Exercise →
Below are the records. List every line holding the word "metal".

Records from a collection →

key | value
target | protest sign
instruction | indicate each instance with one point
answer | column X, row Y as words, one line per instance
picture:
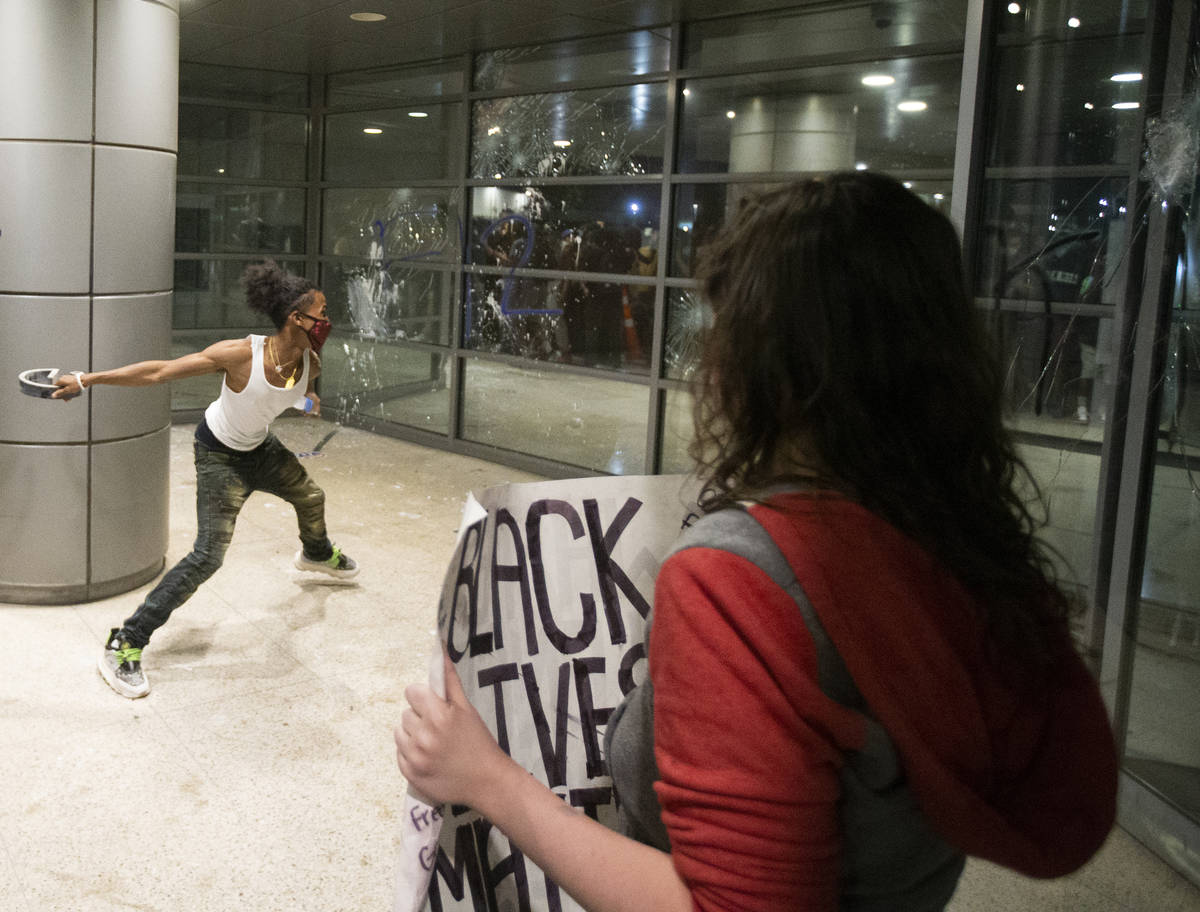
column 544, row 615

==

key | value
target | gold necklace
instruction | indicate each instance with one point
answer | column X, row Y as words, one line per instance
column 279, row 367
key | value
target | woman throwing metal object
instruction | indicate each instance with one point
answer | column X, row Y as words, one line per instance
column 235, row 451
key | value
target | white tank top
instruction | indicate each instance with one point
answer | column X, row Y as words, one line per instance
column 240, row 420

==

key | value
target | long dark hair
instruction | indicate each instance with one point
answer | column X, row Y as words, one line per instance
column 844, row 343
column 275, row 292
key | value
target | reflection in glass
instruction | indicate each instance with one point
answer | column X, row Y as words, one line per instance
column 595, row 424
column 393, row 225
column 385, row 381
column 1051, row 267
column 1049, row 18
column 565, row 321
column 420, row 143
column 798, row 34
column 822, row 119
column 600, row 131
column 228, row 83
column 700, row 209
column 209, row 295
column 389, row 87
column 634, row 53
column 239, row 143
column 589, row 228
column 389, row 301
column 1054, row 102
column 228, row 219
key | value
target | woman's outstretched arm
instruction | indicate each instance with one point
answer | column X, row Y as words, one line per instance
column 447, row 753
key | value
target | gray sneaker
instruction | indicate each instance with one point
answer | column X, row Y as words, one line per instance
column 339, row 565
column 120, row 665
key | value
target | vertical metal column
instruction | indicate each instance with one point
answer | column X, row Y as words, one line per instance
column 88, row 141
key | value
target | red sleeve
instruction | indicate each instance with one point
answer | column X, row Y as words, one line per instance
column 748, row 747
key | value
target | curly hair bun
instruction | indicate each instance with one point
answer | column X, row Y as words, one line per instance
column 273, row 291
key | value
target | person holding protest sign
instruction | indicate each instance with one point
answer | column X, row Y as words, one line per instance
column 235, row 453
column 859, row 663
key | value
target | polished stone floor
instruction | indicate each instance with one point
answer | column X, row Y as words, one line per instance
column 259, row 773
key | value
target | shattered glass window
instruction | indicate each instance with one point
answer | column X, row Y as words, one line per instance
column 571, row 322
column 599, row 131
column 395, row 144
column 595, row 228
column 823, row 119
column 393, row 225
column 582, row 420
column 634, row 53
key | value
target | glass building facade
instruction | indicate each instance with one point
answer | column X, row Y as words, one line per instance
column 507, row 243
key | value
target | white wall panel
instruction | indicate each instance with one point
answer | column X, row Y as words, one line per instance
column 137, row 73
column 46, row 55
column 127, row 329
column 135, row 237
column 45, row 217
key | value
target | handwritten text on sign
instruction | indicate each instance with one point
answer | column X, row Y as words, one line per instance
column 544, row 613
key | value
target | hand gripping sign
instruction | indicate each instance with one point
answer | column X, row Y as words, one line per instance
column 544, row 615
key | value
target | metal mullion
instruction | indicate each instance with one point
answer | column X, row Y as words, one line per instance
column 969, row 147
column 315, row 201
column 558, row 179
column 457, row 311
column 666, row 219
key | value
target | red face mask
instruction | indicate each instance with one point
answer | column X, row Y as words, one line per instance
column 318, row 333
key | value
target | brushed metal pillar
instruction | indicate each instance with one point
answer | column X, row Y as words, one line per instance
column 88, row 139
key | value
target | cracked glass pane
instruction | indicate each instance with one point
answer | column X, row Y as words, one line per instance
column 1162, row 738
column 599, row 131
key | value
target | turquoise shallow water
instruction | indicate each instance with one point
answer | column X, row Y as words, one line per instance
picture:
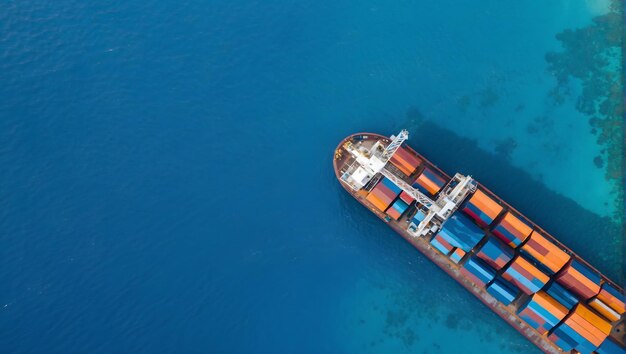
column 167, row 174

Your solution →
target | woman throwing metal object
target | vertical metal column
target | metal mullion
target | brushed metal pillar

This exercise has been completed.